(Dataset entries)
- Opening Delimiter -

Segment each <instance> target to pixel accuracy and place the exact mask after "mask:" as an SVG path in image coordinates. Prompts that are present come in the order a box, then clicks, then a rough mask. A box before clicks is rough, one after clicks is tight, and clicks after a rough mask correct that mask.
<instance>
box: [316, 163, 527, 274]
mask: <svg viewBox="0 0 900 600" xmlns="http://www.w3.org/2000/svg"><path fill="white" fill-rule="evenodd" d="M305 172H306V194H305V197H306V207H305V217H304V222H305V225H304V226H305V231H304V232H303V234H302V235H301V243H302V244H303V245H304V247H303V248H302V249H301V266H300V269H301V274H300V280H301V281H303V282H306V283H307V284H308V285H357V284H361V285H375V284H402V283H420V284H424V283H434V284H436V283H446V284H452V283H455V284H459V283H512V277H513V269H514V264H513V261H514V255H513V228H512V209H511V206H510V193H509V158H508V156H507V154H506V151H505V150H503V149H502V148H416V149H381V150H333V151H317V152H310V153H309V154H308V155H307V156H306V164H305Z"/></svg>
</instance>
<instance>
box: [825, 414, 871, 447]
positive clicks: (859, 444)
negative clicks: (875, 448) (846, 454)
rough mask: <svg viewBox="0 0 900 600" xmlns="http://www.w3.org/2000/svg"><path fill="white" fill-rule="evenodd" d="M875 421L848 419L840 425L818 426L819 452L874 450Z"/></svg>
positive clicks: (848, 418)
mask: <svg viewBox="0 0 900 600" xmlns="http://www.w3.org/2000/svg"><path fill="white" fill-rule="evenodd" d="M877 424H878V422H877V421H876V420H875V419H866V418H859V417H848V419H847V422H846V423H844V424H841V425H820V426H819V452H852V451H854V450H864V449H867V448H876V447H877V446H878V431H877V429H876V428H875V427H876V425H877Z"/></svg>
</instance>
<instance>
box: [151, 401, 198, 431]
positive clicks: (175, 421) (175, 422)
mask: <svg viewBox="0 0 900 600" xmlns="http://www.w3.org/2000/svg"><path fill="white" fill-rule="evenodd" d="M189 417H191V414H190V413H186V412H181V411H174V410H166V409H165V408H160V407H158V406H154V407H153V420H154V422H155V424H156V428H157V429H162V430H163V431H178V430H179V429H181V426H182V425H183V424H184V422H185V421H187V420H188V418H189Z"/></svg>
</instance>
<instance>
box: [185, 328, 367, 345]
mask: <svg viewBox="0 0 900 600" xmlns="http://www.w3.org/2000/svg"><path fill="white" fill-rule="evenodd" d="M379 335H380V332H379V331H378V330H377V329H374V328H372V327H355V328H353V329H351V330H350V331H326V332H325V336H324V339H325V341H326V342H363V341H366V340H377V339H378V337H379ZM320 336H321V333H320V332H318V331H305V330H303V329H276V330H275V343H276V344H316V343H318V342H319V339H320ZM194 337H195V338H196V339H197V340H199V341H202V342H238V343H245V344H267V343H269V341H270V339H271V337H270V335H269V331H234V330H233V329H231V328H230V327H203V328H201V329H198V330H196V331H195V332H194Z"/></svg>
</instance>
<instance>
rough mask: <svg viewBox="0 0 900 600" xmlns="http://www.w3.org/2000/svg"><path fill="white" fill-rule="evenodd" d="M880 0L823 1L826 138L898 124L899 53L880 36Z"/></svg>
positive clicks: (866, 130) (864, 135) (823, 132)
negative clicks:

- Closing Delimiter -

[WHAT YOU SHOULD DO]
Rewrite all the entries above, substituting "coarse mask" for every occurrence of "rough mask" and keeping everything else unchanged.

[REPLY]
Segment each <instance> target to pixel accuracy and place the exact mask after "mask:" as an SVG path in image coordinates. Prompts that are present come in the order a box, then clicks, then a coarse mask. A box before clicks is rough, one after clicks is tight, and clicks after a coarse mask correct that mask.
<instance>
box: [316, 163, 527, 274]
mask: <svg viewBox="0 0 900 600" xmlns="http://www.w3.org/2000/svg"><path fill="white" fill-rule="evenodd" d="M305 172H306V194H305V197H306V207H305V217H304V222H305V225H304V226H305V231H304V232H303V234H302V235H301V243H302V244H303V245H304V247H303V248H302V249H301V266H300V269H301V274H300V280H301V281H303V282H306V283H307V284H308V285H357V284H361V285H375V284H402V283H420V284H424V283H434V284H436V283H446V284H452V283H455V284H459V283H512V277H513V269H514V264H513V261H514V255H513V228H512V209H511V206H510V193H509V158H508V156H507V154H506V151H505V150H503V149H502V148H416V149H381V150H333V151H317V152H310V153H309V154H308V155H307V156H306V164H305Z"/></svg>
</instance>
<instance>
box: [825, 414, 871, 447]
positive clicks: (859, 444)
negative clicks: (875, 448) (846, 454)
coarse mask: <svg viewBox="0 0 900 600" xmlns="http://www.w3.org/2000/svg"><path fill="white" fill-rule="evenodd" d="M875 421L848 419L840 425L818 426L819 452L874 450Z"/></svg>
positive clicks: (848, 418)
mask: <svg viewBox="0 0 900 600" xmlns="http://www.w3.org/2000/svg"><path fill="white" fill-rule="evenodd" d="M877 424H878V422H877V421H876V420H875V419H866V418H859V417H848V419H847V422H846V423H844V424H841V425H820V426H819V452H852V451H854V450H864V449H867V448H876V447H877V446H878V431H877V429H876V428H875V427H876V425H877Z"/></svg>
</instance>
<instance>
box: [151, 401, 198, 431]
positive clicks: (175, 421) (175, 422)
mask: <svg viewBox="0 0 900 600" xmlns="http://www.w3.org/2000/svg"><path fill="white" fill-rule="evenodd" d="M189 417H191V414H190V413H186V412H181V411H174V410H166V409H165V408H160V407H158V406H154V407H153V420H154V422H155V424H156V428H157V429H162V430H163V431H178V430H179V429H181V426H182V425H183V424H184V422H185V421H187V420H188V418H189Z"/></svg>
</instance>
<instance>
box: [185, 328, 367, 345]
mask: <svg viewBox="0 0 900 600" xmlns="http://www.w3.org/2000/svg"><path fill="white" fill-rule="evenodd" d="M379 335H380V332H379V331H378V330H377V329H374V328H372V327H355V328H353V329H351V330H350V331H326V332H325V336H324V339H325V341H326V342H363V341H366V340H377V339H378V337H379ZM320 336H321V333H320V332H318V331H305V330H303V329H276V330H275V343H276V344H316V343H318V342H319V339H320ZM194 337H195V338H196V339H197V340H199V341H202V342H238V343H245V344H267V343H269V341H270V339H271V337H270V335H269V331H234V330H233V329H231V328H230V327H203V328H201V329H198V330H196V331H195V332H194Z"/></svg>
</instance>
<instance>
coarse mask: <svg viewBox="0 0 900 600" xmlns="http://www.w3.org/2000/svg"><path fill="white" fill-rule="evenodd" d="M880 0L823 1L826 138L898 124L899 53L880 36Z"/></svg>
positive clicks: (866, 130) (864, 135) (823, 132)
negative clicks:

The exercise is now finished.